** BEGIN Excerpted passage **
Re: Race in disk_attach_callback?

2022-08-16 Thread Miod Vallat

> after a prompt from stsp@ and florian@, reporting that newfs_msdos
> fails when given an $duid.i argument, I set down to see what could be
> going on. My test using an USB stick failed to reprdouce the problem.
> Then I started using a vnd, and that shows the issue (once in a
> while). The feeling is that any disk devcied created on the fly might
> show this issue.

Moments ago kn@ stumbled upon this as well.

It turns out that, at least in the vnd case, there is indeed a race
between the scheduling of the task running disk_attach_callback and the
first access to the vnd device, which will cause the label to get read.
** END Excerpted passage **
** BEGIN Dataset extract **
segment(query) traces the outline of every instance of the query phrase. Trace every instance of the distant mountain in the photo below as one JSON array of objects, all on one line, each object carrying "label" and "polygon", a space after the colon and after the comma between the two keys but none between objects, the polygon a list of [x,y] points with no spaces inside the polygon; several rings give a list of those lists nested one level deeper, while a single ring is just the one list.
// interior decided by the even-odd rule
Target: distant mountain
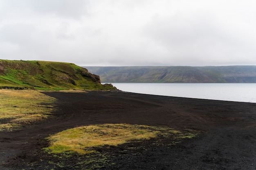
** END Dataset extract **
> Work to do
In the reply about a race in disk_attach_callback, between which two events does the race occur in the vnd case?

> The response
It occurs between the scheduling of the task running disk_attach_callback and the first access to the vnd device, which causes the label to be read.